─── PROVIDED INFORMATION

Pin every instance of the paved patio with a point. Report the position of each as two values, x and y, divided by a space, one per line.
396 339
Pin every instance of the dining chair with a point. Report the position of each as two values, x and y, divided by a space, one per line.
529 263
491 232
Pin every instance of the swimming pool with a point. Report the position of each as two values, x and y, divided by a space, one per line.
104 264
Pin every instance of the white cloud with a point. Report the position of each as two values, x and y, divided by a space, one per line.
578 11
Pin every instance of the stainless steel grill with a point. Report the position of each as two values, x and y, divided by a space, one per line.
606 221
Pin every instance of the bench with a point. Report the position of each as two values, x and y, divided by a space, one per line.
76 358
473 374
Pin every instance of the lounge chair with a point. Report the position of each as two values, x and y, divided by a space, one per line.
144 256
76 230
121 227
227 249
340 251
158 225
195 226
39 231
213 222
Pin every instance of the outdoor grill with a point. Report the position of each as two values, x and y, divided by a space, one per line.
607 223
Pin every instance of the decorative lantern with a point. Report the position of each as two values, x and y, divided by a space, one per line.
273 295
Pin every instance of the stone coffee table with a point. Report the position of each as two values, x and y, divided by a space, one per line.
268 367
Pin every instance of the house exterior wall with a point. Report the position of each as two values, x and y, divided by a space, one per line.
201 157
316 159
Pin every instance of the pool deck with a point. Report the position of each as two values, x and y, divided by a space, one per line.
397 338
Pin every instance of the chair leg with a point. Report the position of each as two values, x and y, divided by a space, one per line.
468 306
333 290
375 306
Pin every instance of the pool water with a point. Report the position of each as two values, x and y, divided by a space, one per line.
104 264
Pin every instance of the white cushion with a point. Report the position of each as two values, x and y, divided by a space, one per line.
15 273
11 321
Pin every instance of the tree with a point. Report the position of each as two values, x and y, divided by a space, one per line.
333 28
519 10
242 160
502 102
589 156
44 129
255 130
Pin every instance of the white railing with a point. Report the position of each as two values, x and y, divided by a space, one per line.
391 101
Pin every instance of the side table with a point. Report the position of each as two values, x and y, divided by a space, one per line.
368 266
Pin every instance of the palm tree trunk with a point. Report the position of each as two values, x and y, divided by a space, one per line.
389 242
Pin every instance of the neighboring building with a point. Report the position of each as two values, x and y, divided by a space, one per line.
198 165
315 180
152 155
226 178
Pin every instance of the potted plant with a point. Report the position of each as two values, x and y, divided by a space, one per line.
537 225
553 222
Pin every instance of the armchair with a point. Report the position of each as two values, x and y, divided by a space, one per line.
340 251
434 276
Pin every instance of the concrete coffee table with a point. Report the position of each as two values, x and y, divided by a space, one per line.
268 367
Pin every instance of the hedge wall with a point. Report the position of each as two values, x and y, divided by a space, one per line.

──────

- _WHAT TO WORK ON_:
Print all of the data above line for line, from the first line to the last, without changing anything.

- _REPLY_:
Pin every instance of the paved patio with a point. Report the position of each as two values, x and y, divided by a space, one per line.
396 339
Pin every instance of the dining chair with a point. Report the position of each as two values, x and y, divided by a space, one per line.
529 263
491 232
Pin every instance of the swimming pool with a point. Report the position of each as two values, x and y, divided by a space, one per line.
104 264
Pin every instance of the white cloud with a point. Report the position of each as two values, x and y, divided by a space, one per line.
578 11
Pin every instance of the stainless steel grill with a point. Report the position of each as two values, x and y, divided by a space, one per line.
606 221
Pin every instance of the bench with a point. Report the position of each as two values, x and y, divided by a space, one per line.
76 358
473 374
Pin every instance of the lounge chair with a point. Report the position of each as two values, x and y, divided by a space, one per line.
144 256
76 230
121 227
227 249
340 251
158 225
195 226
39 231
213 222
Pin every instance of the outdoor grill with a point. Report the position of each as two values, x and y, divided by a space, one per line.
607 223
Pin every instance of the decorative lantern with a point. Report the position of each as two values, x and y, divided by a space, one per line.
273 295
Pin every instance of the stone coffee table with a point. Report the position of each as two values, x and y, divided by a space, one per line.
268 367
Pin every instance of the house exterior wall with a point. Report the position of each as two values, x and y, divided by a space, one per line.
201 157
316 159
Pin every instance of the pool deck with a point. Report the position of each as two values, x and y, divided by a space, one per line.
397 338
Pin every instance of the chair leg with a point. Report the position of each as two values, x and y, divided by a space, one per line.
468 306
333 290
375 306
Pin every instance of the pool water with a point. Report the position of each as two values, x and y, divided by a space, one per line.
104 264
Pin every instance of the white cushion with a point. Report the position of each as two values, x and y, divided by a space, one per line.
15 273
11 321
Pin every instance of the tree with a point. Report the position of each as two values, x and y, divided by a space, one per line.
333 28
519 10
242 160
502 102
589 156
44 129
255 130
Pin every instance of the white railing with a point. Report the position of each as two values, x and y, divided by a space, one per line.
391 101
Pin every instance of the side table with a point. Report the position of each as two values, x and y, divided by a space, one per line.
368 266
Pin every instance of the palm tree trunk with a point. Report the position of each as two values, x and y, divided by a space, one per line.
389 242
Pin every instance of the neighboring building with a point. Report the position of each as two values, x and y, divided by a space, one per line.
198 165
315 180
152 155
226 178
Pin every instance of the potted plant with a point. Report the position of each as two values, x and y, divided by a space, one per line.
537 225
553 222
Pin every instance of the armchair with a point. Report the position of each as two values, x and y, divided by a space, one per line.
340 251
434 276
Pin every instance of the concrete coffee table with a point. Report the position of each as two values, x and y, divided by a space, one per line.
268 367
Pin every instance of the hedge wall with a point. Report the position of each as two values, x and y, divided by a space, one per line.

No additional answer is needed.